▶ **DOCUMENT SEGMENT**

= = = = =

PyConDE & PyData Berlin 2022
Inspect an try to interpret your scikit-learn
machine-learning models
Abstract: This tutorial is subdivided into three parts. First, we focus on
the family of linear models and present the common pitfalls to be aware of when
interpreting the coefficients of such models. Then, we look at a larger range
of models (e.g. gradient-boosting) and put into practice available inspection
techniques developed in scikit-learn
to inspect such models. Finally, we
present other tools to interpret models (i.e. shap
), not currently available
in scikit-learn
, but widely used in practice.
PyLadies Paris 2022
Inspecting your predictive model in Python
Abstract: This presentation intends to present the available tools allowing
to inspect your predictive model in Python. We will first quickly present
what we mean by predictive model and what it implies when one wants to explain
the decision of such a model. We will provide a quick taxonomy of the current
methods intending to explain predictive model. Finally, we will give an
overview of the available tools in scikit-learn
and shap
.
Euler Hermes 2019
Learning from imbalanced datasets: state of the art
Abstract: This presentation gives an overview of the state of the art of predictive modelling with imbalanced datasets.
Euroscipy 2019
Rapid Analytics & Model Prototyping (RAMP)
Abstract: We will give an overview of the RAMP framework, which provides a platform to organize reproducible and transparent data challenges. RAMP workflow is a python package used to define and formalize the data science problem to be solved. It can be used as a standalone package and allows a user to prototype different solutions. In addition to RAMP workflow, a set of packages have been developed allowing to share and collaborate around the developer solutions. Therefore, RAMP database provides a database structure to store the solutions of different users and the performance of these solutions. RAMP engine is the package to run the user solutions (possibly on the cloud) and populate the database. Finally, RAMP frontend is the web frontend where users can upload their solutions and which shows the leaderboard of the challenge. The project is open-source and can be deployed on any local server. The framework has been used at the Paris-Saclay Center for Data Science for setting up and solving about twenty scientific problems, for organizing collaborative data challenges, for organizing scientific sub-communities around these events, and for training novice data scientists.

= = = = =

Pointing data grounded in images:
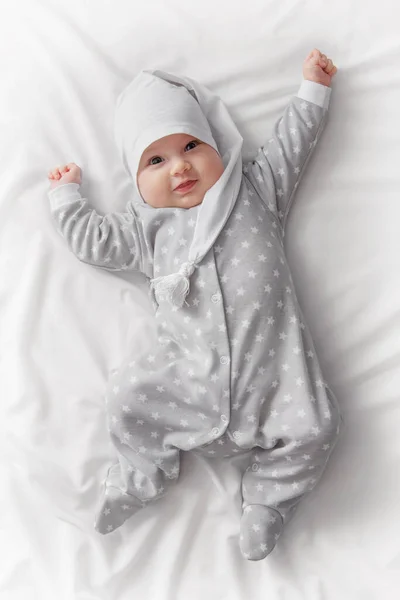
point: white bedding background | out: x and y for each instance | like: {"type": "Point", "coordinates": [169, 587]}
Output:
{"type": "Point", "coordinates": [65, 325]}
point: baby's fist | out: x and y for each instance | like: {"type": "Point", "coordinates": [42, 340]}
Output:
{"type": "Point", "coordinates": [69, 173]}
{"type": "Point", "coordinates": [317, 67]}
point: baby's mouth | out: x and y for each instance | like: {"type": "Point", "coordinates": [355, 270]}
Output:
{"type": "Point", "coordinates": [186, 186]}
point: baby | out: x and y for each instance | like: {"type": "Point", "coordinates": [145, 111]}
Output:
{"type": "Point", "coordinates": [235, 369]}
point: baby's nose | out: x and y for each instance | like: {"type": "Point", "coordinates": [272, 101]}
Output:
{"type": "Point", "coordinates": [179, 166]}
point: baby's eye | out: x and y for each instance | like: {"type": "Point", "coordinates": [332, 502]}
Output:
{"type": "Point", "coordinates": [155, 158]}
{"type": "Point", "coordinates": [195, 142]}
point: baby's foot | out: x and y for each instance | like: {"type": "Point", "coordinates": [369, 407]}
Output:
{"type": "Point", "coordinates": [114, 509]}
{"type": "Point", "coordinates": [260, 528]}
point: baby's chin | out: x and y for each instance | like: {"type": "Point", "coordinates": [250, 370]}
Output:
{"type": "Point", "coordinates": [188, 201]}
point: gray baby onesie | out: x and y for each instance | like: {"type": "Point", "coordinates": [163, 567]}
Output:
{"type": "Point", "coordinates": [235, 369]}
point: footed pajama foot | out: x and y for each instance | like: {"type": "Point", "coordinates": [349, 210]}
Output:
{"type": "Point", "coordinates": [115, 508]}
{"type": "Point", "coordinates": [260, 528]}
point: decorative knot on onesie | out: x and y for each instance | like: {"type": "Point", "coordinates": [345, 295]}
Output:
{"type": "Point", "coordinates": [175, 287]}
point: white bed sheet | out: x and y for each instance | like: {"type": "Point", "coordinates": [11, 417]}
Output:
{"type": "Point", "coordinates": [64, 325]}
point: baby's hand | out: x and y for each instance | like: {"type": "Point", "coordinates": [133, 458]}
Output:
{"type": "Point", "coordinates": [317, 67]}
{"type": "Point", "coordinates": [69, 173]}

= = = = =

▶ **TASK ITEM**
Transcribe the talk listing exactly, from "Euler Hermes 2019" up to and including "with imbalanced datasets.".

▶ **OUTPUT FOR THIS TASK**
Euler Hermes 2019
Learning from imbalanced datasets: state of the art
Abstract: This presentation gives an overview of the state of the art of predictive modelling with imbalanced datasets.